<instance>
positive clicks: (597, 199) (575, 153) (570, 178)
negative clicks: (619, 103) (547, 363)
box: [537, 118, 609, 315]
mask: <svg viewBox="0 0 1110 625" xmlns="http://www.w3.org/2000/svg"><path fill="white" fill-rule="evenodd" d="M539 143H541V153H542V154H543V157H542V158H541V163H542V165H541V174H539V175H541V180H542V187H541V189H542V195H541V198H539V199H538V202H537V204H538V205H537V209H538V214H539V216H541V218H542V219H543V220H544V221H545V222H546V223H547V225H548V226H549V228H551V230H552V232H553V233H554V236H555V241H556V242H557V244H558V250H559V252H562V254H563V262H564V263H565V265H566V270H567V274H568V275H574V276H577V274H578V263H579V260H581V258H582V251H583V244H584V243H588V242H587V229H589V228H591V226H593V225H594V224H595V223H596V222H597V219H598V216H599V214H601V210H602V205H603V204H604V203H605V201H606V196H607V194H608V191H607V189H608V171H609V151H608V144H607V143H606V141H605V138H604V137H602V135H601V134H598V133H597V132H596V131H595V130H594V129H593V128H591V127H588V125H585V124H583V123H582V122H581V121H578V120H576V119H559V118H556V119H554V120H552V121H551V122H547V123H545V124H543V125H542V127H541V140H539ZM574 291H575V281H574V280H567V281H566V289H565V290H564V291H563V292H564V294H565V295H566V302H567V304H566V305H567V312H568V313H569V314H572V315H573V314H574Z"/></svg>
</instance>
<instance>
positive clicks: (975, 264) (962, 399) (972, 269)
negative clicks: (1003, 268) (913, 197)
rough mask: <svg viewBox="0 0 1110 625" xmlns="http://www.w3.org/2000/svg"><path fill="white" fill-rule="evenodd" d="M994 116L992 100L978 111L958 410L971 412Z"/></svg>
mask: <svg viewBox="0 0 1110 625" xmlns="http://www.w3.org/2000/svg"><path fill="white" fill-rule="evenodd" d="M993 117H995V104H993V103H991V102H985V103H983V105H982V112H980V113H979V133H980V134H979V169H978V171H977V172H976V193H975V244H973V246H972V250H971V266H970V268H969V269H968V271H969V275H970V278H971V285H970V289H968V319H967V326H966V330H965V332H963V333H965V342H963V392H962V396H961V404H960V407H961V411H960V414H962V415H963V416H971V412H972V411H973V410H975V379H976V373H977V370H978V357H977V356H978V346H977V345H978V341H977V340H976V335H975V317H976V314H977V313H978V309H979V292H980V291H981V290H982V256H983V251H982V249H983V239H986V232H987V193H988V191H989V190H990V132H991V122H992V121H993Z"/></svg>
---
**Task details**
Copy the entries above, changing every "negative clicks" to "exclusion clicks" and leaving everything else the same.

**Final answer**
<instance>
positive clicks: (597, 199) (575, 153) (570, 178)
exclusion clicks: (619, 103) (547, 363)
box: [537, 118, 609, 315]
mask: <svg viewBox="0 0 1110 625" xmlns="http://www.w3.org/2000/svg"><path fill="white" fill-rule="evenodd" d="M539 143H541V153H542V154H543V157H542V158H541V163H542V165H541V174H539V175H541V180H542V187H541V189H542V195H541V198H539V199H538V202H537V204H538V205H537V209H538V214H539V216H541V218H542V219H543V220H544V221H545V222H546V223H547V225H548V226H549V228H551V230H552V232H553V233H554V236H555V241H556V242H557V244H558V250H559V252H562V254H563V262H564V263H565V265H566V270H567V274H568V275H574V276H577V274H578V263H579V260H581V258H582V251H583V244H584V243H588V242H587V229H589V228H591V226H593V225H594V224H595V223H596V222H597V219H598V216H599V214H601V210H602V205H603V204H604V203H605V201H606V196H607V194H608V191H607V189H608V171H609V151H608V144H607V143H606V141H605V138H604V137H602V135H601V134H598V133H597V132H596V131H595V130H594V129H593V128H591V127H588V125H585V124H583V123H582V122H581V121H578V120H576V119H559V118H556V119H554V120H552V121H551V122H547V123H545V124H543V125H542V127H541V140H539ZM574 291H575V281H574V280H567V281H566V289H565V290H564V291H563V292H564V294H565V295H566V302H567V304H566V305H567V312H568V313H569V314H572V315H573V314H574Z"/></svg>
</instance>
<instance>
positive clicks: (975, 264) (962, 399) (972, 269)
exclusion clicks: (1003, 268) (913, 197)
rough mask: <svg viewBox="0 0 1110 625" xmlns="http://www.w3.org/2000/svg"><path fill="white" fill-rule="evenodd" d="M994 116L992 100L978 111L958 410L971 412Z"/></svg>
mask: <svg viewBox="0 0 1110 625" xmlns="http://www.w3.org/2000/svg"><path fill="white" fill-rule="evenodd" d="M993 117H995V104H993V103H991V102H985V103H983V105H982V112H980V113H979V133H980V134H979V169H978V171H977V172H976V193H975V244H973V246H972V250H971V266H970V268H969V269H968V271H969V275H970V278H971V285H970V289H968V319H967V326H966V330H965V332H963V333H965V342H963V392H962V396H961V404H960V407H961V411H960V414H962V415H963V416H971V412H972V411H973V410H975V379H976V373H977V370H978V357H977V356H978V346H977V345H978V341H977V340H976V335H975V317H976V314H977V313H978V309H979V292H980V291H981V290H982V256H983V251H982V249H983V239H986V232H987V193H988V191H989V190H990V132H991V122H992V121H993Z"/></svg>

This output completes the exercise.